■ **DIRECTIONS FOR THIS TASK**
Taking the line containing "Could you please indicate the shingled" as the first and the last line of the entries as the end, reproduce every line between them exactly, including both.
***** PROVIDED DATA
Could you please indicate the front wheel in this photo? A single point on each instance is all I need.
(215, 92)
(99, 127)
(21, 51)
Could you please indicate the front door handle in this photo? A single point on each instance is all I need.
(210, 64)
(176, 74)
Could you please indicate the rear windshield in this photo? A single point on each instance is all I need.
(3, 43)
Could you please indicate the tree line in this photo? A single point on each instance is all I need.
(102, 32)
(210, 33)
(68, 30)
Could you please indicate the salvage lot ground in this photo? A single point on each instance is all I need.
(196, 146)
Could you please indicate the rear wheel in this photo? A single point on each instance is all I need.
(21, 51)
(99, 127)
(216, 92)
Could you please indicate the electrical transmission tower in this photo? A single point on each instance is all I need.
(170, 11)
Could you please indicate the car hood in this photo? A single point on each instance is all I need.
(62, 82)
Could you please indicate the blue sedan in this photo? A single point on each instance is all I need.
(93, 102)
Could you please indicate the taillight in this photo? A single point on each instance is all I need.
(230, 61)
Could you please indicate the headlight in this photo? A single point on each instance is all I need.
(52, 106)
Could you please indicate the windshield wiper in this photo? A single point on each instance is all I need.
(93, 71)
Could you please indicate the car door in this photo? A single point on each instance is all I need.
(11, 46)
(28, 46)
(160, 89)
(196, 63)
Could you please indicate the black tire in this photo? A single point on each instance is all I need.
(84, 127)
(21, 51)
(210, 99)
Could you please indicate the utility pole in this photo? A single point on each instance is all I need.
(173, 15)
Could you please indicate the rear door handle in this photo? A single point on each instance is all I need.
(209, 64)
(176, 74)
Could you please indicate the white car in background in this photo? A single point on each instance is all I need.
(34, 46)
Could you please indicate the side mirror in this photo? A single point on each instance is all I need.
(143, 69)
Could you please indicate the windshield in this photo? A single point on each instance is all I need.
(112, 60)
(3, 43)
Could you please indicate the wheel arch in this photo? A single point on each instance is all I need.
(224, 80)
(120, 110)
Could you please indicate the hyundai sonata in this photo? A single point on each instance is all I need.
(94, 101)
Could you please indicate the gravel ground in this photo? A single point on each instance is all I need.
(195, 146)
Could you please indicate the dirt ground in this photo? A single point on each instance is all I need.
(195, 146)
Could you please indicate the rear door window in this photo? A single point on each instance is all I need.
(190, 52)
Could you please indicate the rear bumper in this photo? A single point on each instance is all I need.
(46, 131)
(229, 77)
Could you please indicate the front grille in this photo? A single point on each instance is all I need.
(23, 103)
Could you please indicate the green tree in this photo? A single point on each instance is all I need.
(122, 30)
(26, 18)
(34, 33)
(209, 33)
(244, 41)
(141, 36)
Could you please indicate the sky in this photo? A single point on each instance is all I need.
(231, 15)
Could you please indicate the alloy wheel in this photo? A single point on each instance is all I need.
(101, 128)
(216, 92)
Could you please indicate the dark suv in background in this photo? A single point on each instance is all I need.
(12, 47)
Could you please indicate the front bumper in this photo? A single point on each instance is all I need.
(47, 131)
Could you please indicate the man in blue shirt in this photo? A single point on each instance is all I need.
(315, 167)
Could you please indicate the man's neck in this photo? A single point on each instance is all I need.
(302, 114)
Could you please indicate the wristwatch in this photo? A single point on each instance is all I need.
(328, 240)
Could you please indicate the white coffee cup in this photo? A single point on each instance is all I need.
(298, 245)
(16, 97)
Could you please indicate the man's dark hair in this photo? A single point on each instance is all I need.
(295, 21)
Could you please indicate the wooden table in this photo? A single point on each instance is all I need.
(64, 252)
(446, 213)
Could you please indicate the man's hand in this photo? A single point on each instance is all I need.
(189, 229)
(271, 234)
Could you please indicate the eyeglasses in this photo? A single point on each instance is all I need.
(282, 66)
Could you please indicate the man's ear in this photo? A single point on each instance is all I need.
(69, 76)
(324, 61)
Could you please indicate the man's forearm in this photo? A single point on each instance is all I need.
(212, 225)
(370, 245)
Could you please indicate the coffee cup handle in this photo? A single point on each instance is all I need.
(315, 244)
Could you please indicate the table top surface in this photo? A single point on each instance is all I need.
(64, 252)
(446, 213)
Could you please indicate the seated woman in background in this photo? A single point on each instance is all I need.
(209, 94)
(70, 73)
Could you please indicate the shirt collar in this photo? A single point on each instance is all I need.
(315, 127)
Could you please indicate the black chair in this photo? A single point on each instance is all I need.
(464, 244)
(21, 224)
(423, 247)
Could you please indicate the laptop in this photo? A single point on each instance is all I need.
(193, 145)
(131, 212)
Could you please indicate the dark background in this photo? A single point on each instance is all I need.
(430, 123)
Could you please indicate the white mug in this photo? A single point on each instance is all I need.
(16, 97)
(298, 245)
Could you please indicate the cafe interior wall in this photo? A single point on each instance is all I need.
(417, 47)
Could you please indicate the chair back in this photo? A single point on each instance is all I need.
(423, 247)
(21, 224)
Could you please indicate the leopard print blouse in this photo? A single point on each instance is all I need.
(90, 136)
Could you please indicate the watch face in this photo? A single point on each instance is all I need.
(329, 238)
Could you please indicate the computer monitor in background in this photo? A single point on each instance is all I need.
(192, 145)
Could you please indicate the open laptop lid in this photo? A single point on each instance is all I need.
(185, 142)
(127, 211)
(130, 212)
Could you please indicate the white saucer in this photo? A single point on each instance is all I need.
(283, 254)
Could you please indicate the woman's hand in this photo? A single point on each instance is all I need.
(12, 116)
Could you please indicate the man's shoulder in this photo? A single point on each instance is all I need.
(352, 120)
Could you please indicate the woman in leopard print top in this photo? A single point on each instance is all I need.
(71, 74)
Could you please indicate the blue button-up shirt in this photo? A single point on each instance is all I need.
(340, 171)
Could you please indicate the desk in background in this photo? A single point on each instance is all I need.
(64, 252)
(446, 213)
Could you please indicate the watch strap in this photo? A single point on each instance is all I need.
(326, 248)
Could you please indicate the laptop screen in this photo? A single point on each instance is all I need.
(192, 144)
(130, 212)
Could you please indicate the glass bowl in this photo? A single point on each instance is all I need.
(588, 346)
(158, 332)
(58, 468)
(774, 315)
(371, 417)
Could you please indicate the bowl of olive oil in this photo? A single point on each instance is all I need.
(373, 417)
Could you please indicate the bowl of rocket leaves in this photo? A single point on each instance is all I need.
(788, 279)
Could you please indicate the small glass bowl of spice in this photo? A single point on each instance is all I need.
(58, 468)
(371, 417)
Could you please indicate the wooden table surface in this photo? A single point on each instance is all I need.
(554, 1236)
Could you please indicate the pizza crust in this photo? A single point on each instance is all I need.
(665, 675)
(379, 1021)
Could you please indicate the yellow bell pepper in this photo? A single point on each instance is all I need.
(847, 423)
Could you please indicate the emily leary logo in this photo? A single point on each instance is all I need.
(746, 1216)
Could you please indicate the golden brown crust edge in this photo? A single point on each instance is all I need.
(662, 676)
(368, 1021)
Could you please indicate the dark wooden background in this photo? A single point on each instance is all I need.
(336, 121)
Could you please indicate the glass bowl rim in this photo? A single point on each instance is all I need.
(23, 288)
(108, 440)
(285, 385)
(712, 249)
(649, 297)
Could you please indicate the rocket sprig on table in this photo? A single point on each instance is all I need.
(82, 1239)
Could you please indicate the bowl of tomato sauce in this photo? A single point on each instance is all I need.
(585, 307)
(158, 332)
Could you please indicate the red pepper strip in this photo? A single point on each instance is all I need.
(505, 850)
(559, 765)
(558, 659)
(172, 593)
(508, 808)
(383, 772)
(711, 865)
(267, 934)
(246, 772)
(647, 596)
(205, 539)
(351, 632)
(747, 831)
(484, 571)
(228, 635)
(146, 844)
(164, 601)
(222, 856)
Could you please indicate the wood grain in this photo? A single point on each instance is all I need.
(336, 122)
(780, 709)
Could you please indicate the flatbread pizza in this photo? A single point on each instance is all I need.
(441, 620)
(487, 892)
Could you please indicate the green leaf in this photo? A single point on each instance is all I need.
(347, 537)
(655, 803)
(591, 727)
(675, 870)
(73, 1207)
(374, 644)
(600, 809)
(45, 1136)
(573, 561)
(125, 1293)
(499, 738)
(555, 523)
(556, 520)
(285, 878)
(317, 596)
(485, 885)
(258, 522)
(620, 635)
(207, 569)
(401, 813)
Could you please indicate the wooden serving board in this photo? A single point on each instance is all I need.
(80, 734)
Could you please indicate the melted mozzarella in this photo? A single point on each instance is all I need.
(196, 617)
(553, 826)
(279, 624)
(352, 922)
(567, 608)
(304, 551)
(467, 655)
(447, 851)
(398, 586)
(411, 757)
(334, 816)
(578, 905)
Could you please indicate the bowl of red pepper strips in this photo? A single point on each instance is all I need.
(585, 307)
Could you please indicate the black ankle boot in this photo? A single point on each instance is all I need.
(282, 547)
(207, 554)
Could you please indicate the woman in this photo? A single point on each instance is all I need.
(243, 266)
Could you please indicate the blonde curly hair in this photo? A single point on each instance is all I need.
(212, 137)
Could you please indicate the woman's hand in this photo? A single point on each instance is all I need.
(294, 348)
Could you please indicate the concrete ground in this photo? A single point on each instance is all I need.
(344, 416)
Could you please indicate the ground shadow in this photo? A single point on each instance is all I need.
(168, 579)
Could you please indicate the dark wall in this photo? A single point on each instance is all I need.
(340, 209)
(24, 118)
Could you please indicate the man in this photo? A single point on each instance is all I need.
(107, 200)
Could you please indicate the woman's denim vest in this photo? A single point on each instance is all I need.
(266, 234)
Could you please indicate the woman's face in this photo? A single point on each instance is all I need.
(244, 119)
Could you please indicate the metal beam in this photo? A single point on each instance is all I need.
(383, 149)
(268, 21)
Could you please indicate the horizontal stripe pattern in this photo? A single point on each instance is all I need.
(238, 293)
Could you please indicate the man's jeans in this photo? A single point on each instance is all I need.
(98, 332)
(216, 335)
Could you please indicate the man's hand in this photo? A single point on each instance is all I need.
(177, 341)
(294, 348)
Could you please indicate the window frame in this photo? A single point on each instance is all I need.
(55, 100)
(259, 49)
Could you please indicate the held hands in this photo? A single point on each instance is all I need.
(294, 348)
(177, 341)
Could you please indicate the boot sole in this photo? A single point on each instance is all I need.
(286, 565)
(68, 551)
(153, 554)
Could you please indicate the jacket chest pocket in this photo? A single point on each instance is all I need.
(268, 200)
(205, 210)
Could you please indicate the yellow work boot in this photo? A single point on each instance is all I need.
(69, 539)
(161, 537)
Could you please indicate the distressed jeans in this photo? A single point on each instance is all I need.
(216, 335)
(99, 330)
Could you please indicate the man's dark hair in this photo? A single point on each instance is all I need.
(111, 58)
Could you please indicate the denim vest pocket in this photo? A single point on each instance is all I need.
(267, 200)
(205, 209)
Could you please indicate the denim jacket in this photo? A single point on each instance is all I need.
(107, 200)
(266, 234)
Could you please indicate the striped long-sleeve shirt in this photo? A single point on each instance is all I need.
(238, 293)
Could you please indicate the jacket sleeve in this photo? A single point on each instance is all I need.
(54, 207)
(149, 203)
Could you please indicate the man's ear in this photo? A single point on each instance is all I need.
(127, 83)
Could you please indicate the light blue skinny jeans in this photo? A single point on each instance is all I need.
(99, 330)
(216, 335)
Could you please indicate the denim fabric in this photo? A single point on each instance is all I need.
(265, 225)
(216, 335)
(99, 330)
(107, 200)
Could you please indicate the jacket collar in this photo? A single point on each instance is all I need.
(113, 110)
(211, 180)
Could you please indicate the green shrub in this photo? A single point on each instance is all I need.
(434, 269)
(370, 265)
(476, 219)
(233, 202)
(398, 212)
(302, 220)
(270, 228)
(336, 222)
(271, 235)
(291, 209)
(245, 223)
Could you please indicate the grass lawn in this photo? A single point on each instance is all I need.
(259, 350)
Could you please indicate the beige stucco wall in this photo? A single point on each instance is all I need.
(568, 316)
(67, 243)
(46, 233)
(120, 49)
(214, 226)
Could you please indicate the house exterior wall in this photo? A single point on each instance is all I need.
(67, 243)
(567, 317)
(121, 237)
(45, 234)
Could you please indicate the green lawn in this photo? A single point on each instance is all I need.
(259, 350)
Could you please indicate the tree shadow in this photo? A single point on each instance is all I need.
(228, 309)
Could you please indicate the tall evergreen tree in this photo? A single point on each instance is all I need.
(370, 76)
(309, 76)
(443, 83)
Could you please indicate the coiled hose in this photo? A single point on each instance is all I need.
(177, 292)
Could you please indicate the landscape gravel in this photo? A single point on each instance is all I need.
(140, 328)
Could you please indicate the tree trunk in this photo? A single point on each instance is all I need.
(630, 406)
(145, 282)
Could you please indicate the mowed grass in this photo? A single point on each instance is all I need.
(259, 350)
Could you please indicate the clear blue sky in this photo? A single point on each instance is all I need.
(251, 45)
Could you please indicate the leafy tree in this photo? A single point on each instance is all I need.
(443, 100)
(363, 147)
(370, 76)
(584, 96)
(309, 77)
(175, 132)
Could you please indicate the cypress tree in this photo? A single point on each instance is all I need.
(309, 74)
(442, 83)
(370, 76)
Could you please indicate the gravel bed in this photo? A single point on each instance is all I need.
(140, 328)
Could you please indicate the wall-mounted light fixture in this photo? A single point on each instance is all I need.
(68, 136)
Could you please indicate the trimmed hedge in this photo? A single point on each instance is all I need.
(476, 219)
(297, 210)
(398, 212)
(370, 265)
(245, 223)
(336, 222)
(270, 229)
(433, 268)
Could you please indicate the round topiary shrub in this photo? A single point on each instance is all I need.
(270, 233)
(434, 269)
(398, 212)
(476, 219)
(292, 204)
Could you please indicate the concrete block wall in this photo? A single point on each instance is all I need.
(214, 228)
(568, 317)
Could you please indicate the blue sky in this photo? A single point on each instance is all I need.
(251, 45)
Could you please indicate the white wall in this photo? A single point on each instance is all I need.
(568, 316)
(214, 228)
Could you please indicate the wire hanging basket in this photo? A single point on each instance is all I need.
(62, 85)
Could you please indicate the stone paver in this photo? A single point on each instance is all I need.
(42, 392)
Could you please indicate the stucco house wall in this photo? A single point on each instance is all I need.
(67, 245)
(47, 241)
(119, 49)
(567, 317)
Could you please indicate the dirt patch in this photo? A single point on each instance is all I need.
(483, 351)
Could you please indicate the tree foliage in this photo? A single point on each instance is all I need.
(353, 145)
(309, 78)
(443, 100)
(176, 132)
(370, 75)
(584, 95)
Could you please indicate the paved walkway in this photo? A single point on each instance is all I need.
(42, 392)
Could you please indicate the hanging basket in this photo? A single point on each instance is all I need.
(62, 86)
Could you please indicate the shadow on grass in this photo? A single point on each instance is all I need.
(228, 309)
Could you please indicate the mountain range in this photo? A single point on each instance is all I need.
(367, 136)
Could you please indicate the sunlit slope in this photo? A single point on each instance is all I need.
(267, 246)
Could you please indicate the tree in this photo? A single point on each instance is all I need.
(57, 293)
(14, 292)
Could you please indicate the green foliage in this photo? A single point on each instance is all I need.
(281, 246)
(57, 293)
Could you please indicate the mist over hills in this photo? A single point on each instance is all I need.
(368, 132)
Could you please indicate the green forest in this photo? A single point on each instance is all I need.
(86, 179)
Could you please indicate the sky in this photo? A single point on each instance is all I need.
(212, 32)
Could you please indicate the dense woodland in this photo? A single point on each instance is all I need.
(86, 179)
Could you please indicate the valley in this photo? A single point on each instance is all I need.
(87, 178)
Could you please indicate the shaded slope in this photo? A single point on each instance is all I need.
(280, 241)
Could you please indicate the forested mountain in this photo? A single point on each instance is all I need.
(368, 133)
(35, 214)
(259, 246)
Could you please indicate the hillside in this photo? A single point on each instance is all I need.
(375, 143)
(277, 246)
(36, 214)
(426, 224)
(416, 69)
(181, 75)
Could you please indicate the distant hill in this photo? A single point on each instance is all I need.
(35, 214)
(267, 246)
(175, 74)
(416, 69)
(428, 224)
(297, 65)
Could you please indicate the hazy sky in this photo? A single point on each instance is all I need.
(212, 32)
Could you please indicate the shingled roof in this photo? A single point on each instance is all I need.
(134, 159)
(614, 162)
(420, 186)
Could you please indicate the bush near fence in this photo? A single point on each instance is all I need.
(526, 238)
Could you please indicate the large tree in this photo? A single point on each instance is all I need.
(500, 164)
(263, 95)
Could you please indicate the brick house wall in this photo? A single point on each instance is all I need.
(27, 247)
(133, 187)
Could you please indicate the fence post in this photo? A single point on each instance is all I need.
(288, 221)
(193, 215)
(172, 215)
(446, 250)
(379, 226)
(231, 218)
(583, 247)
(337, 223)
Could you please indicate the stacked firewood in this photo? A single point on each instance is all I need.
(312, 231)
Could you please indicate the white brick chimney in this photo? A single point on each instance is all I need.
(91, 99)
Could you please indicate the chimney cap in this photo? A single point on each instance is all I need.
**********
■ **EXERCISE RESULT**
Could you please indicate the shingled roof in this photo? A single point on each instance is all I need.
(134, 159)
(614, 162)
(420, 186)
Could you please indicate the bush near fence in this photo? A single point on each instance is all I need.
(526, 238)
Could you please indicate the large tree in this photo? A single point on each instance is all I need.
(500, 164)
(263, 95)
Could you please indicate the brick house wall in this photo? A single point on each instance is all I need.
(27, 247)
(133, 187)
Could you please indicate the fence post in this photo? A single point on each instance is all I need.
(288, 221)
(193, 215)
(172, 215)
(446, 250)
(379, 226)
(231, 218)
(583, 247)
(337, 223)
Could you please indicate the stacked firewood in this photo? A single point on each instance is all I need.
(312, 231)
Could you please indicate the white brick chimney in this photo? A single point on each instance is all I need.
(91, 99)
Could you please indicate the chimney cap in this photo? A single point on each instance is all I need.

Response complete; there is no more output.